## Selected text
- - -

Thank you. We will now be conducting a question-and-answer session. If you would like to ask a question, please press star one on your telephone keypad. A confirmation tone will indicate your line is in the question queue. You may press Star two if you would like to remove your question from the queue. For participants using speaker equipment, it may be necessary to pick up your handset before pressing the star keys. One moment please while we poll for questions. Thank you. Our first question comes from the line of Phil Gresh with J.P. Morgan. Please proceed with your question.
Hey, good morning, Dave. First question.
Good morning, Phil.
Good afternoon, I guess. First question is just on the announcement of the dividend here. You talked about obviously the annualized, you know, rate, which would be pretty high. Is that to suggest that dividend is going to be the new kind of run rate from here or and/or, you know, just any thoughts on just a general return of capital framework that you're trying to achieve?
Well, I think you've heard us say many times that you know, our business model is to return cash to shareholders in as many ways as we possibly can and any available cash. I think this just demonstrates that strategy. You know, the board will look at it every month, every quarter and make a decision. Obviously we wouldn't have reinstated if we didn't have some confidence in the business. You know, the shape of the curve going forward looks very positive to us. I think we went back to our original strategy of returning money to shareholders.
Yep, understood. Okay. The second question I just wanted to ask you gave the update on the PTU and the other delay there. I was hoping you could just talk a little bit more broadly about your view of fundamentals now as you start up the facility with without the PTU. You know, do you feel comfortable with the margin environment here? There's so many moving pieces right now between what's happening in diesel prices, so SBO prices, LCFS. Just curious what your latest thinking is on the fundamental picture.
Well, I think, you know, it's a very interesting market. You know, when we made the call to make the conversion, it was a much different picture than what it is today. On the other hand, you know, where the price of RINs are right now, it appears to us that we can make money with the current structure. We are giving up an opportunity cost in refining because as you know, we're cutting a little bit of crude rate to accommodate this, the RDU.
In general, it looks profitable to us and, you know, you gotta remember, we bought a lot of this feedstock that we're running now several quarters ago because we did delay that the conversion probably six months in the original piece. A lot of what we're processing now was bought quite a while ago. Of course, how that will flow through the P&L is yet to be seen. The good news is the unit's up and running and very stable and we're very close to certification of the material as carbon dated as you have to do on all the various paperwork you have to file is almost complete.
Whether we'll ramp up the rate or not is still an open question and how fast we'll do that. Right now, I think, we're firmly in the camp that we're gonna run it through this cycle of catalyst life and then take a look at it again when we have to order and replace another load of catalyst.
Yeah, that makes sense. I guess, just to kinda clarify, as I think about where LCFS prices are now, obviously they've come down a lot. Do you feel like the economics of running RD have appropriately accounted for that lower LCFS price, you know, such that you feel aside from the inventory that you're getting at the lower price, that you feel good about the run rate potential of the business?

- - -

## Exercise data
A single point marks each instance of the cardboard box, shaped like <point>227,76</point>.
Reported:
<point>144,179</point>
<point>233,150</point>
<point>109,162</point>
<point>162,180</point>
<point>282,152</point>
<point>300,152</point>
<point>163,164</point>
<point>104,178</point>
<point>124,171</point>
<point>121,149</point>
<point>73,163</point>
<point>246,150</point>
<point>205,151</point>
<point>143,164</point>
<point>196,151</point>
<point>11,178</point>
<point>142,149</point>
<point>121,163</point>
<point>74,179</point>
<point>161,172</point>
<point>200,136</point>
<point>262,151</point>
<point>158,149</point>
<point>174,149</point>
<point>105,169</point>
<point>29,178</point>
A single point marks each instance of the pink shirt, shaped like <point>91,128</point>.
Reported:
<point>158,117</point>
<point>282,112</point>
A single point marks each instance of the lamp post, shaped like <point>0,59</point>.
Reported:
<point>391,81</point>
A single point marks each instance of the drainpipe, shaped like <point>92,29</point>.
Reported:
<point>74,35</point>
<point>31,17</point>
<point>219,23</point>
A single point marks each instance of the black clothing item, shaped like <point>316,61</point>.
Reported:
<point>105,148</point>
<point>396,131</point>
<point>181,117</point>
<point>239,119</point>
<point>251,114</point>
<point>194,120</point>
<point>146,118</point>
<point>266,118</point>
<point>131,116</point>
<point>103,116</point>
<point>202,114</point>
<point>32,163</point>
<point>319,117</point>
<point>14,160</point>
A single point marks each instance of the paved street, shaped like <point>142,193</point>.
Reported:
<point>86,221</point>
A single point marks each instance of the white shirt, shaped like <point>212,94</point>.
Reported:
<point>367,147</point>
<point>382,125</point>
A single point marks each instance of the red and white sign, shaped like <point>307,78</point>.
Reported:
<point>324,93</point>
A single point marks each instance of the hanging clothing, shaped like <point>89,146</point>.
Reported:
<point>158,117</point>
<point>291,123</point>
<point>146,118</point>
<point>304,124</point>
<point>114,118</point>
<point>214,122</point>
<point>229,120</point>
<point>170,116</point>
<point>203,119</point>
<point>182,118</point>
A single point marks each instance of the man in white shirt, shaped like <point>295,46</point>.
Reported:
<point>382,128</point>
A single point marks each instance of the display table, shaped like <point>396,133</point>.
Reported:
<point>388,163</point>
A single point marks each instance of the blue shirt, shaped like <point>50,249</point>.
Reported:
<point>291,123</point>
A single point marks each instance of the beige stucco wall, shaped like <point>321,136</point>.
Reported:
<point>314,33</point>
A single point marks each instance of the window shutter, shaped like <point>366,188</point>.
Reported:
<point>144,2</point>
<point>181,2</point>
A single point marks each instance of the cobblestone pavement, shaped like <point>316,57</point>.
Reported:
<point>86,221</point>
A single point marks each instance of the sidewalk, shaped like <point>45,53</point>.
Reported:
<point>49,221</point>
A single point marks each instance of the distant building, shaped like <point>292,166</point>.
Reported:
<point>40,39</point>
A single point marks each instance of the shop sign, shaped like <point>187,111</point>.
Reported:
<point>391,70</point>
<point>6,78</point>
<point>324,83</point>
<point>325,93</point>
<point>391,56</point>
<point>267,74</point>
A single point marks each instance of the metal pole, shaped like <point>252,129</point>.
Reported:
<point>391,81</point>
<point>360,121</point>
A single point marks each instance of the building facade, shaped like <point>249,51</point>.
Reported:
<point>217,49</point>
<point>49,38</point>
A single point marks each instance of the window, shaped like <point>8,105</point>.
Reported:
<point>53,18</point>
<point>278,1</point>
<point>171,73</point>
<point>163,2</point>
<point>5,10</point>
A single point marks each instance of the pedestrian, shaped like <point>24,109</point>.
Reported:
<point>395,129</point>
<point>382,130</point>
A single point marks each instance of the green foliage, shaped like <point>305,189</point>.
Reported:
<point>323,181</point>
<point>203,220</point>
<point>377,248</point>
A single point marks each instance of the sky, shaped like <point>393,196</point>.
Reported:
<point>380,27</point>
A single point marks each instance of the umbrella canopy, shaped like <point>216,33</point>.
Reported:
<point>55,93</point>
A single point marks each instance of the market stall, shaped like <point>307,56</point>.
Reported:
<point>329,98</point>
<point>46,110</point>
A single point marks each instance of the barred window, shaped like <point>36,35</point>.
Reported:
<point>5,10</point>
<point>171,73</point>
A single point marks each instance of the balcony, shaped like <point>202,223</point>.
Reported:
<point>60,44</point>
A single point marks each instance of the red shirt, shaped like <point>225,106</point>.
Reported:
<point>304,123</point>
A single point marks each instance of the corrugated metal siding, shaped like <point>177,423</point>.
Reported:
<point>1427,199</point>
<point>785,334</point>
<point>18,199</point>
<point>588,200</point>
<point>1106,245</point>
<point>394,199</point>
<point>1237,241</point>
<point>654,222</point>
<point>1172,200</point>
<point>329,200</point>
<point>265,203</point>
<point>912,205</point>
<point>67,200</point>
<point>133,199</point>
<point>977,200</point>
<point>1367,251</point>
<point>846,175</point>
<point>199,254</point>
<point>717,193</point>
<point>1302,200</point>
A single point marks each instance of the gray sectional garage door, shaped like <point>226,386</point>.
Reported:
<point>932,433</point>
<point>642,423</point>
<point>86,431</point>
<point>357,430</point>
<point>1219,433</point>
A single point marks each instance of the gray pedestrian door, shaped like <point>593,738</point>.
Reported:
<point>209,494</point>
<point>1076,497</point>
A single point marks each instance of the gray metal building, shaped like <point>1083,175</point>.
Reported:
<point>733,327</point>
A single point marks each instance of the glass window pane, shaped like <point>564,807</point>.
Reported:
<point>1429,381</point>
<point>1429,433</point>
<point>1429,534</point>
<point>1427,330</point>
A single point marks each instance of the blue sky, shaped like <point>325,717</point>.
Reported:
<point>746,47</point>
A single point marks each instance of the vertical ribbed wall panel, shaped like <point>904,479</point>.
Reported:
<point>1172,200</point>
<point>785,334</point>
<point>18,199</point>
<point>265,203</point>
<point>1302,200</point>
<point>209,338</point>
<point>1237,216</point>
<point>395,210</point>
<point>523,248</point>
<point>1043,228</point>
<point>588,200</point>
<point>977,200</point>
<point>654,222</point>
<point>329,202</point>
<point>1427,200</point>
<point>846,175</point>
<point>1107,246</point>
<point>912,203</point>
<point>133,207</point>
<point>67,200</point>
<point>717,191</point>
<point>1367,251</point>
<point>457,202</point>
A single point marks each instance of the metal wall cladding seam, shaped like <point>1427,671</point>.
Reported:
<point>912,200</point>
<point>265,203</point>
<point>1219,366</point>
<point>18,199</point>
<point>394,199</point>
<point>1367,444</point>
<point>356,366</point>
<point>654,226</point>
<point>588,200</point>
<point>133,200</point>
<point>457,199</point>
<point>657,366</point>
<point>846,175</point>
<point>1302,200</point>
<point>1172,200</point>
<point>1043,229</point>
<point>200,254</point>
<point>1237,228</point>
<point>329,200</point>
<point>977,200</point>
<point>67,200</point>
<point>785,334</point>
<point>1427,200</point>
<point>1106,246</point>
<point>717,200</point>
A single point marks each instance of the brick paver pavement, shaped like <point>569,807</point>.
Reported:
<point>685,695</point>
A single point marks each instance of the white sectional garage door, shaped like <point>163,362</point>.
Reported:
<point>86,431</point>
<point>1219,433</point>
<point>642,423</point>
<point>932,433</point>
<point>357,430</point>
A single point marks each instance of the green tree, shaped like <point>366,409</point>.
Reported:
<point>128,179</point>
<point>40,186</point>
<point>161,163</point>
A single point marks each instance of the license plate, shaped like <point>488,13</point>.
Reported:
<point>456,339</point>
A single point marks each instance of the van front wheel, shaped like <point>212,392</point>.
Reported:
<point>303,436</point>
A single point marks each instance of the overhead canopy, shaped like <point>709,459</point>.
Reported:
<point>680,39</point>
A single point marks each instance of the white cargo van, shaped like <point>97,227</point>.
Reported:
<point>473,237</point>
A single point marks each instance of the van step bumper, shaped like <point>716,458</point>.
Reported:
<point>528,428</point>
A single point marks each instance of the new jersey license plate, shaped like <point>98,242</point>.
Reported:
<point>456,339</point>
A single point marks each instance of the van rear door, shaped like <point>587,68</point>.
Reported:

- - -

## Your task
Reproduce word for word the stretch of the call transcript from "Thank you. We" through "Dave. First question.".

## Exercise result
Thank you. We will now be conducting a question-and-answer session. If you would like to ask a question, please press star one on your telephone keypad. A confirmation tone will indicate your line is in the question queue. You may press Star two if you would like to remove your question from the queue. For participants using speaker equipment, it may be necessary to pick up your handset before pressing the star keys. One moment please while we poll for questions. Thank you. Our first question comes from the line of Phil Gresh with J.P. Morgan. Please proceed with your question.
Hey, good morning, Dave. First question.